== GIVEN ENTRIES ==

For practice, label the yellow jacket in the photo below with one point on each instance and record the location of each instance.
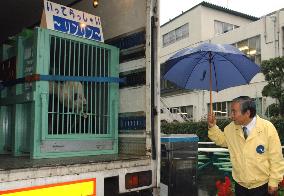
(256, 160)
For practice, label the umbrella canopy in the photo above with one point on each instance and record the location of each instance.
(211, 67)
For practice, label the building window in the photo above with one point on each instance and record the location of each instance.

===
== GIVEN ENTRIES ==

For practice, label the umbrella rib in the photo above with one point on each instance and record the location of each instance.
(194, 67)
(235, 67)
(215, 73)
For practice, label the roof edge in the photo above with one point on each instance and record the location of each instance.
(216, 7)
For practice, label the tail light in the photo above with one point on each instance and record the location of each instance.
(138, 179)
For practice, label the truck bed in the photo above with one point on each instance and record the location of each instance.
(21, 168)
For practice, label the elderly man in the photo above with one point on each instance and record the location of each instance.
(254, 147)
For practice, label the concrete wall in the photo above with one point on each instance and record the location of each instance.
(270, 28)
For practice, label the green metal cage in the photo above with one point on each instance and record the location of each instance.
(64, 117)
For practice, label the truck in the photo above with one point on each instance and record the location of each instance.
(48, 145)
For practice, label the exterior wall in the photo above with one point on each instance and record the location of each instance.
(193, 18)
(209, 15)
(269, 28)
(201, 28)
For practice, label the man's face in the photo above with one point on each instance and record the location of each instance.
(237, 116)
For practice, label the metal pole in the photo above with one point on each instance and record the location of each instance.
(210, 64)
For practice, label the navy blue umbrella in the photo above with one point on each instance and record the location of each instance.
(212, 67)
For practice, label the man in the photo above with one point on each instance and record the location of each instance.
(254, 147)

===
== GIVEN ENTRIES ==

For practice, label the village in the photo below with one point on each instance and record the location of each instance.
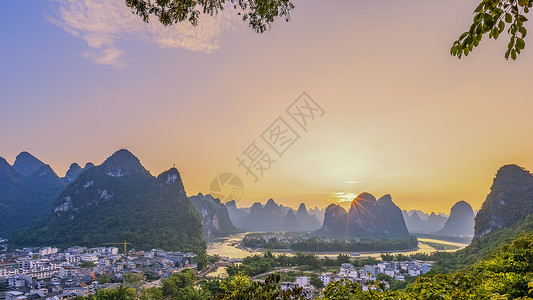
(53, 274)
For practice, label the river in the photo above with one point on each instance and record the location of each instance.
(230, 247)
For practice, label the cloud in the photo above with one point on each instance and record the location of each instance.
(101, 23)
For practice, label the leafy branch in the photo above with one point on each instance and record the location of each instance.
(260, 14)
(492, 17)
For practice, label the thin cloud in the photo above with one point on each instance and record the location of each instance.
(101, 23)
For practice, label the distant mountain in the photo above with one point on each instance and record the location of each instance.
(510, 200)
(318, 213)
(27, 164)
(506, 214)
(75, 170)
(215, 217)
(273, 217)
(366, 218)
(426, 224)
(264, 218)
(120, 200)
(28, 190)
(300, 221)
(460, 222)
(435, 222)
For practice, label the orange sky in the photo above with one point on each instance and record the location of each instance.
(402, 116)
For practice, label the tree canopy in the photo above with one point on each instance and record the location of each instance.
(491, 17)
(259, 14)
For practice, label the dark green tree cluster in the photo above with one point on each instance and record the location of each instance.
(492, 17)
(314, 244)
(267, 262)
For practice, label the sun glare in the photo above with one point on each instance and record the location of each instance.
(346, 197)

===

### AIM OF THE EXERCISE
Locate each line of the listing that contains the word "wall" and copy those lines.

### COMPLETE RESPONSE
For practice, label the concrete wall in the photo above with one point on each instance and record the location of each instance.
For practice, label the exterior wall in the photo above with one point on each instance and record the location of each instance.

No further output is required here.